__Quoted text__:
——
Chris Wright

Thursday, December 24, 2009

The BCS and the Soccer System


by Joe Jenkins

The BCS and the Soccer System

Wow…
…and here I am just trying to discuss the Earth-shattering importance of college football…
Writing about the BCS has become a bit of a cliché. It’s been debated, re-debated, bashed, praised, questioned, rumored, tweaked, protested, and potentially brought in front of a court of law on anti-trust charges so many times that it’s all been worn down into two distinct camps: Those that demand a playoff system; and those that claim that the regular season is the playoff and a bracketed playoff system would devalue the regular season.

Sooooo….
Where does this leave us? What’s the point in rehashing something that’s been—well—hashed…repeatedly…to death?

I suppose we have to bring something new to the table.

Look, we all know the BCS supporters are full of crap because their argument is just plain wrong. With every other major sport using some variation on the standard bracketed elimination system, each one stands as a turd in the punch bowl of the BCS argument. This is a lot of turds. Too many turds to ignore. One might say that only one would be too many. Yet every year, we’re stuck staring at the same turdy punch! (Is turdy a word? I’m leaning toward no. But if college football can make up a “playoff system” using only polls and computers, I can make up words like “turdy” to describe it. I might one day be inclined to call it “supercraptastic.” Stay tuned…)

Here’s the bad news:
Because we keep feeding the machine, the BCS probably won’t be going anywhere for a long time. I wrote a few years ago that the only way to really stop the BCS beast was to stop watching it…
…and I actually tried it…

…and by Tuesday of Bowl Week I had achieved Ewan McGregor in Trainspotting levels of withdrawal. Would I have dove into that toilet for my football suppository? Hard to tell, but I’m pretty sure there was a moment during the Capital One Bowl where I was caught licking my television screen like someone had just told me that the schnozberries taste like schnozberries. It was my first bowl season with HD. Don’t judge me.

So what does all of this mean?

It means we need to get off this playoff obsession for the time being and work on making the best out of a supercraptastic situation.

The truth is a few changes to the BCS system would make it pretty easy to make most college football pretty satisfied with the outcome. The key isn’t to focus with only working over the top, but also tweaking the bottom. I’ll wait while your mind works through all the potentially dirty possibilities of that last statement…

…Good?
——
__Extracted records__:
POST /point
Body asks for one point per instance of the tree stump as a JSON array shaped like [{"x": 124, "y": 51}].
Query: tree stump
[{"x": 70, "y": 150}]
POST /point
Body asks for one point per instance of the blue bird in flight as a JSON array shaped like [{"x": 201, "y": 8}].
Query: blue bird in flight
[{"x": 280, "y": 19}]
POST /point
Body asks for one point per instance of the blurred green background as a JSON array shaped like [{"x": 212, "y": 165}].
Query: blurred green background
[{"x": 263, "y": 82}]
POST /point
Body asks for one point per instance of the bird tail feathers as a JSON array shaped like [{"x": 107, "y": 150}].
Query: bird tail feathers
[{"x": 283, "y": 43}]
——
__Problems__:
A. Answer these about the BCS post:
(i) During which bowl game was the writer caught licking the television screen?
(ii) What two camps has the BCS debate been worn down into?
(iii) What was new for the writer about that bowl season?
B. Copy out every line of the listing, requests included. Multiply each x and y coordinate in the answer points by 0.4 and round to whole numbers, with halves rounded up. Leave the numbers in the requests and their format samples unchanged.

__Task results__:
A.
(i) The Capital One Bowl.
(ii) Those who demand a playoff system, and those who claim that the regular season is the playoff and that a bracketed playoff system would devalue the regular season.
(iii) It was the writer's first bowl season with HD.

B.
POST /point
Body asks for one point per instance of the tree stump as a JSON array shaped like [{"x": 124, "y": 51}].
Query: tree stump
[{"x": 28, "y": 60}]
POST /point
Body asks for one point per instance of the blue bird in flight as a JSON array shaped like [{"x": 201, "y": 8}].
Query: blue bird in flight
[{"x": 112, "y": 8}]
POST /point
Body asks for one point per instance of the blurred green background as a JSON array shaped like [{"x": 212, "y": 165}].
Query: blurred green background
[{"x": 105, "y": 33}]
POST /point
Body asks for one point per instance of the bird tail feathers as a JSON array shaped like [{"x": 107, "y": 150}].
Query: bird tail feathers
[{"x": 113, "y": 17}]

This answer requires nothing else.